[START OF DOCUMENT]
So we can essentially focus on the case where $a_n$ is not too small compared to $n^2$, while bounded by a constant multiple of $n^2$. In particular, we can consider the case 
where $a_n$ is, in a sense, ``close'' to a constant multiple of $n^2$, or to a quadratic polynomial in $n$. This is basically the goal of the present paper. We thus show that 
if $|a_{n}-\alpha n^{2}| = o\left( \sqrt{\log n}\right)$, with a real constant $\alpha >0$, or if $|a_n - q(n)| = o (\sqrt {\log n})$, where $q(n)$ is a quadratic polynomial 
with rational coefficients, then the representation function $r_A(n)$ of $A$ is unbounded. 





\section{ Technical tools}\label{Technical}



Let $C=\{c_1 < c_2 < \cdots <c_n < \cdots \}\subset \mathbb R^+$ be a strictly increasing sequence, in the set 
$\mathbb{R}^{+}$ of real numbers $\geq 0.$ For any $x\in \mathbb{R}^{+},$ let  
$C[x] =C \cap [ 0, x] =\left\{ c\in C: c\leq x \right\}$, and $C\left( x\right) =\left\vert C[x]\right\vert $ the
cardinality of $C[x] .$ Note that $C(x)$ is finite for every $x\geq 0$ if and only if the sequence $C$ is unbounded. 
This is in particular true when $c_{n+1}-c_{n}\geq 1$ for large enough $n,$ and more particularly if $C$ is a subset of the set 
$\mathbb{N} =\{0,1,2,3,\ldots \}$ of natural numbers.

The sumset $C+C$ is defined by $C+C=\left\{ c+d:\left( c,d\right) \in C\times C\right\} .$

Now let $A=\{a_{1}<a_{2}<\cdots <a_{n}<\cdots \}\subset \mathbb{N}$ \ be a strictly increasing sequence of natural numbers.
[END OF DOCUMENT]
[START OF EXTRACTED DATA]
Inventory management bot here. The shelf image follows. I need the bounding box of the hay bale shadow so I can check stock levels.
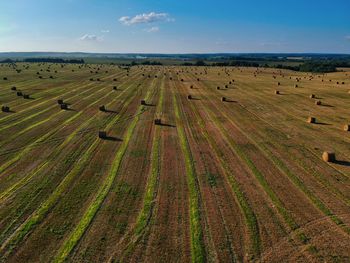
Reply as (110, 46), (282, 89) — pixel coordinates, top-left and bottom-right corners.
(314, 122), (330, 126)
(158, 123), (176, 128)
(103, 136), (123, 142)
(104, 110), (118, 114)
(321, 104), (334, 108)
(334, 160), (350, 167)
[END OF EXTRACTED DATA]
● **AIM OF THE EXERCISE**
Repeat the math excerpt word for word, from "So we can essentially" up to and including "of $A$ is unbounded.". The rows aren't needed here.

● **THE SOLUTION**
So we can essentially focus on the case where $a_n$ is not too small compared to $n^2$, while bounded by a constant multiple of $n^2$. In particular, we can consider the case 
where $a_n$ is, in a sense, ``close'' to a constant multiple of $n^2$, or to a quadratic polynomial in $n$. This is basically the goal of the present paper. We thus show that 
if $|a_{n}-\alpha n^{2}| = o\left( \sqrt{\log n}\right)$, with a real constant $\alpha >0$, or if $|a_n - q(n)| = o (\sqrt {\log n})$, where $q(n)$ is a quadratic polynomial 
with rational coefficients, then the representation function $r_A(n)$ of $A$ is unbounded.